* **Exercise goal**
Print the listing that follows, character for character.

(Some records)
begin

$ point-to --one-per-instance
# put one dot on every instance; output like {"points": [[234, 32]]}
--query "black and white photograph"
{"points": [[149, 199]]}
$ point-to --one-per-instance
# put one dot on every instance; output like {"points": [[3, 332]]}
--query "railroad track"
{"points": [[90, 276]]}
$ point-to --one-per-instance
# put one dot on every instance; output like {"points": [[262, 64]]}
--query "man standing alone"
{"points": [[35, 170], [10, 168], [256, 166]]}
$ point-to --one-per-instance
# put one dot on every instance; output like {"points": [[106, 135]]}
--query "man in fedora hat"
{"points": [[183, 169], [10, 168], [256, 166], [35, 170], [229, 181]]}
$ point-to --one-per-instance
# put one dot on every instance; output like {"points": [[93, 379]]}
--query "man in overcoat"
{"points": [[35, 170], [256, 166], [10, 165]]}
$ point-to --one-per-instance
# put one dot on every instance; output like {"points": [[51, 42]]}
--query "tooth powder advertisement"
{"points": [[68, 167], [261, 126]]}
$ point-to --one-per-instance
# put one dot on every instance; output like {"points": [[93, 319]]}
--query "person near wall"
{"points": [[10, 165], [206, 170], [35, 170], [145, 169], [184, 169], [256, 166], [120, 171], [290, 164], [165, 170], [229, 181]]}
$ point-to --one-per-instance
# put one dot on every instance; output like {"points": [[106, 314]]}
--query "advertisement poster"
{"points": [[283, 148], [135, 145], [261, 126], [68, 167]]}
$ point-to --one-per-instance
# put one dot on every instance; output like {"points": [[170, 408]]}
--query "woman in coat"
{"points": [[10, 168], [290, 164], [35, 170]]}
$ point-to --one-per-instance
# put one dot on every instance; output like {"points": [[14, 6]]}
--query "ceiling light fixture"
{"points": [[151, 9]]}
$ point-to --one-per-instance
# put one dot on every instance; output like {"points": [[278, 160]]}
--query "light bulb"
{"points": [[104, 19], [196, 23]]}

end

* **Solution**
$ point-to --one-per-instance
# put one dot on every instance; output like {"points": [[234, 32]]}
--query "black and white photograph"
{"points": [[149, 199]]}
$ point-to --one-per-instance
# put one dot on every instance; output like {"points": [[3, 332]]}
--query "railroad track"
{"points": [[90, 276]]}
$ point-to --one-per-instance
# put one dot on every instance; output like {"points": [[262, 64]]}
--query "man standing alone"
{"points": [[35, 170], [10, 168], [256, 166]]}
$ point-to --one-per-instance
# put one dot on every instance; output like {"points": [[106, 135]]}
--query "man in fedora hat"
{"points": [[183, 169], [10, 168], [256, 166], [35, 170], [229, 181]]}
$ point-to --one-per-instance
# put one dot on every instance; output like {"points": [[93, 379]]}
--query "man in overcoat"
{"points": [[35, 170], [256, 166], [10, 165]]}
$ point-to --one-per-instance
# put one dot on every instance; output like {"points": [[51, 42]]}
--query "tooth powder advertisement"
{"points": [[68, 167], [261, 126]]}
$ point-to --one-per-instance
# put one dot on every instance; output like {"points": [[93, 319]]}
--query "person near wall"
{"points": [[10, 165], [206, 170], [35, 170], [145, 169], [184, 169], [256, 166], [120, 171], [290, 164], [165, 170], [229, 181]]}
$ point-to --one-per-instance
# put one dot on every instance; output like {"points": [[106, 314]]}
--query "advertisement poster"
{"points": [[283, 148], [135, 145], [261, 126], [68, 167]]}
$ point-to --one-per-instance
# put one dot on every instance; output like {"points": [[170, 408]]}
--query "woman in coat"
{"points": [[10, 168], [290, 164], [35, 170]]}
$ point-to --one-per-instance
# put one dot on every instance; output like {"points": [[14, 6]]}
--query "ceiling light fixture"
{"points": [[151, 9]]}
$ point-to --one-per-instance
# put one dot on every instance; output like {"points": [[278, 160]]}
--query "light bulb"
{"points": [[104, 19], [196, 23]]}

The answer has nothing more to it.